To be done: Please rewrite the passage on home prices from "The debate on" up to and including "ago4,5 (see graph.)", with "Fed Chairman" changed to "Federal Reserve Chairman".

Selection:

--

Washington, DC, February 28, 2012 --  

Raising home prices isn't the answer to boost America's sluggish growth.

After a fourth straight month of declines in U.S. home prices, worries are growing that the housing market is dragging down America's economic recovery. In figures released today, the S&P Case-Schiller national index showed a decline in home sale values of 4 percent over the past year.1

The debate on what to do to solve this problem led to a row between the Federal Reserve and Congress in recent months. The Federal Reserve published a whitepaper in January and followed it up by a February speech to the National Association of Homebuilders by Chairman Ben Bernanke advocating aid to the housing market.2 This didn't rest well with legislators, including Senator Orrin Hatch (R-UT) who sent a letter to the Fed Chairman demanding he refrain from lobbying.3

Indeed, despite the views of the most interventionist Fed Chairman in history, there is ample evidence that the continued decline in home prices is nothing but unfinished business from the collapse of the housing bubble. Compared with rents, home prices remain elevated compared to where they were 25 years ago4,5 (see graph.)

These data are based on a comparison between the Case-Schiller 10 city index and the Bureau of Labor Statistics' Owner's Equivalent Rent of Residences index. When both are fixed at their value in January 1987, U.S. home prices would have to fall by another 11 percent to bring them in line with rents.

There is an important limitation to this comparison -- first, the home price data going back to 1987 only include 10 major U.S. cities, where the data for rents is based on a broader set of urban centers. This difference in sample cities certainly exaggerates the overvaluation of homes because bigger cities have generally become safer and more attractive places to live in the last 25 years, and thus command relatively higher prices than they did a quarter century ago.

--

[Coordinate annotation items]
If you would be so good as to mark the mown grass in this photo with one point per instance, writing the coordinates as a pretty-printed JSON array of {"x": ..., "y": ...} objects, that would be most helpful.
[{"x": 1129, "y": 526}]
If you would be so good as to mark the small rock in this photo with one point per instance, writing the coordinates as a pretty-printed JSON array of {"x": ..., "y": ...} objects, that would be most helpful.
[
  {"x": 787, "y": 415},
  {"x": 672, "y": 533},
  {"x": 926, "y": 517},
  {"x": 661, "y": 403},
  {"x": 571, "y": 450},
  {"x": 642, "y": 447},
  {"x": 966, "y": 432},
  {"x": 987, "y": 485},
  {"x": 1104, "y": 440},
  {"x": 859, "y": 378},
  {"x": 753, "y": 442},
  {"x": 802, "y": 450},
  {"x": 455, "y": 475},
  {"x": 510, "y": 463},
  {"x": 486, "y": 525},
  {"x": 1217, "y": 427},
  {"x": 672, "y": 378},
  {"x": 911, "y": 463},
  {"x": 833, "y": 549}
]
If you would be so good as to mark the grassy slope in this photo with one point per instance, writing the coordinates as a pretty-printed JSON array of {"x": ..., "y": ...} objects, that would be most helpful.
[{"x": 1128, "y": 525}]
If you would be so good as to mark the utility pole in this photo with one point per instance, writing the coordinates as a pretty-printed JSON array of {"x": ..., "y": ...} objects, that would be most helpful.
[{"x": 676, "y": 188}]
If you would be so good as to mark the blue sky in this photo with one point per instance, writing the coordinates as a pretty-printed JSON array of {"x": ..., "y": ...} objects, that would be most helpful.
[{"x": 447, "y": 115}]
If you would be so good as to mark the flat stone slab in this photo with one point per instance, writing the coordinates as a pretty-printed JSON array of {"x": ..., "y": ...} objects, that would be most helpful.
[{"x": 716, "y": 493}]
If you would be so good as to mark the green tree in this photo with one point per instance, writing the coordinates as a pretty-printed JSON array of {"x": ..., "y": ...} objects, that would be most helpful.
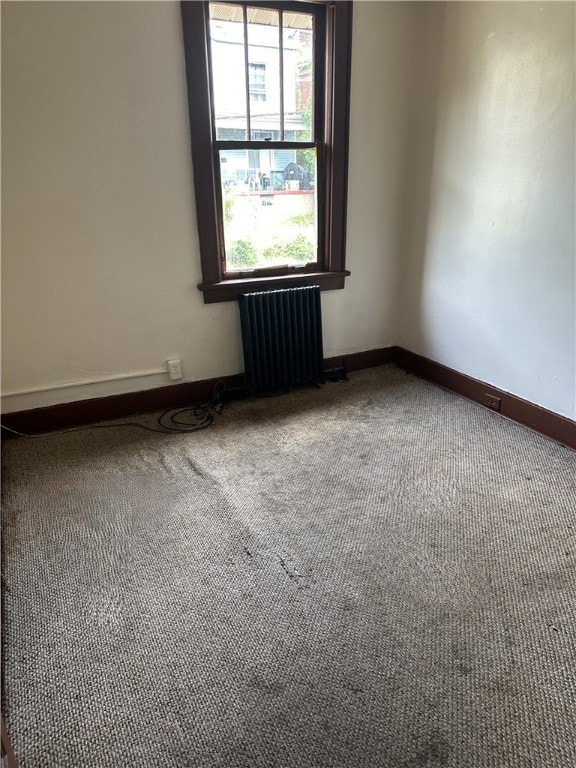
[
  {"x": 242, "y": 253},
  {"x": 298, "y": 249}
]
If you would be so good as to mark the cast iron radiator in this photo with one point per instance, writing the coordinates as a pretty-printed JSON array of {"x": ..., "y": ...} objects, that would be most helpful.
[{"x": 282, "y": 339}]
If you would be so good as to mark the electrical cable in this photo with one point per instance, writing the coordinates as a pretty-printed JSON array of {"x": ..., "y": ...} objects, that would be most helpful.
[{"x": 168, "y": 420}]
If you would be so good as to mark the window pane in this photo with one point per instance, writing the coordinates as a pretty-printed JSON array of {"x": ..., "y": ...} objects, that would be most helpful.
[
  {"x": 270, "y": 208},
  {"x": 264, "y": 69},
  {"x": 228, "y": 70},
  {"x": 298, "y": 37}
]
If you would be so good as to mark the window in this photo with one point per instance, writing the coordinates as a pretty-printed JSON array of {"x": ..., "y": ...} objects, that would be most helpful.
[
  {"x": 268, "y": 93},
  {"x": 257, "y": 82}
]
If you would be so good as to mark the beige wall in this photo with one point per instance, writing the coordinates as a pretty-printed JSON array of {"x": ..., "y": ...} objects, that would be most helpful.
[
  {"x": 489, "y": 271},
  {"x": 461, "y": 199},
  {"x": 100, "y": 253}
]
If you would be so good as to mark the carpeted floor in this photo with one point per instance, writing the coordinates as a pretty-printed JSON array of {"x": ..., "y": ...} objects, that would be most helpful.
[{"x": 376, "y": 574}]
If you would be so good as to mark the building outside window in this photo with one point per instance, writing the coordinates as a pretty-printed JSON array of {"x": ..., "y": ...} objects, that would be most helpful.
[{"x": 268, "y": 135}]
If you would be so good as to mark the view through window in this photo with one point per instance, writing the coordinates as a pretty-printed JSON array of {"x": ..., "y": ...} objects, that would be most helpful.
[{"x": 263, "y": 85}]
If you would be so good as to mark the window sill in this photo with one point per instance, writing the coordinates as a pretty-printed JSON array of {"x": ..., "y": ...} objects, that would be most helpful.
[{"x": 229, "y": 290}]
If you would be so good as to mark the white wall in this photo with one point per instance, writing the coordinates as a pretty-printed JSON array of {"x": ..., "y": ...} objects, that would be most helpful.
[
  {"x": 489, "y": 271},
  {"x": 100, "y": 253},
  {"x": 99, "y": 245}
]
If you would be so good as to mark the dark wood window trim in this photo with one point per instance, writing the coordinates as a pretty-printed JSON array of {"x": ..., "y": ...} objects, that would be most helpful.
[{"x": 330, "y": 273}]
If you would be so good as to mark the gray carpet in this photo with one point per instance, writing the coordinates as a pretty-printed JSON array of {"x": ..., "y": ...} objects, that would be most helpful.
[{"x": 373, "y": 574}]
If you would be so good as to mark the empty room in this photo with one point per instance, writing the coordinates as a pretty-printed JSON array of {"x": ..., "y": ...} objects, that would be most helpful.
[{"x": 288, "y": 384}]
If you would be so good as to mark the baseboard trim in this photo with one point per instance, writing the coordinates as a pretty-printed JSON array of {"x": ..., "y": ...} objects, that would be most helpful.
[
  {"x": 547, "y": 423},
  {"x": 81, "y": 412}
]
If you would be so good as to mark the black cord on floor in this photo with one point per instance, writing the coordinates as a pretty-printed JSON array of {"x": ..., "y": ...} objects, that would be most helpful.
[{"x": 169, "y": 421}]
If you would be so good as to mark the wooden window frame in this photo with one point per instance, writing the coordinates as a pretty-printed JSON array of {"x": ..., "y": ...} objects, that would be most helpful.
[{"x": 330, "y": 272}]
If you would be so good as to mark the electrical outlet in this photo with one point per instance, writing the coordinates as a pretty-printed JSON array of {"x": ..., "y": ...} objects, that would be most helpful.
[
  {"x": 492, "y": 402},
  {"x": 174, "y": 368}
]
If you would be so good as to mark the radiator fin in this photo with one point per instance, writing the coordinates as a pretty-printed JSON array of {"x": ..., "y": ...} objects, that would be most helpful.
[{"x": 282, "y": 338}]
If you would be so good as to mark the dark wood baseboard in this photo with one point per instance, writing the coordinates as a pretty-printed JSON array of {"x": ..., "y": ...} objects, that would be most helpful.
[
  {"x": 548, "y": 423},
  {"x": 357, "y": 361},
  {"x": 66, "y": 415},
  {"x": 80, "y": 412}
]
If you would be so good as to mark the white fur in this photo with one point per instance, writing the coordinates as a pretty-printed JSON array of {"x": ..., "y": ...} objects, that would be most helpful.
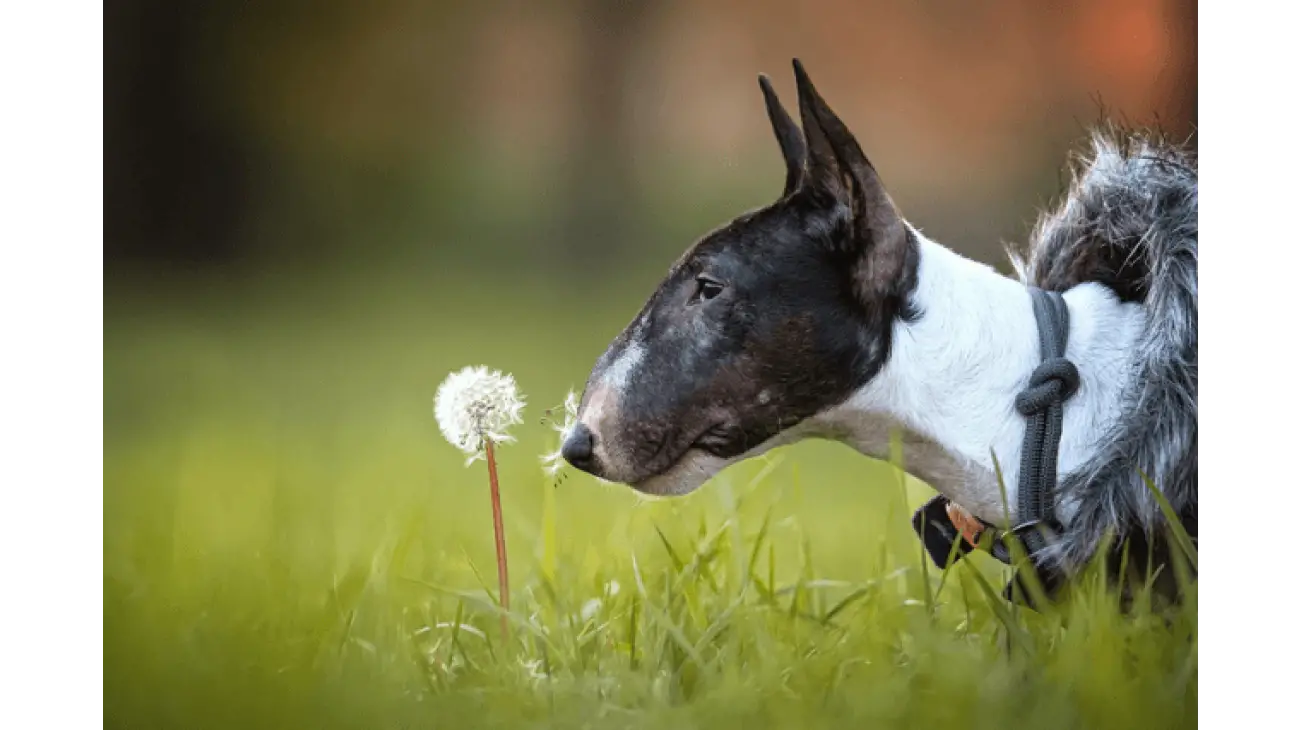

--

Written reply:
The debate on what to do to solve this problem led to a row between the Federal Reserve and Congress in recent months. The Federal Reserve published a whitepaper in January and followed it up by a February speech to the National Association of Homebuilders by Chairman Ben Bernanke advocating aid to the housing market.2 This didn't rest well with legislators, including Senator Orrin Hatch (R-UT) who sent a letter to the Federal Reserve Chairman demanding he refrain from lobbying.3

Indeed, despite the views of the most interventionist Federal Reserve Chairman in history, there is ample evidence that the continued decline in home prices is nothing but unfinished business from the collapse of the housing bubble. Compared with rents, home prices remain elevated compared to where they were 25 years ago4,5 (see graph.)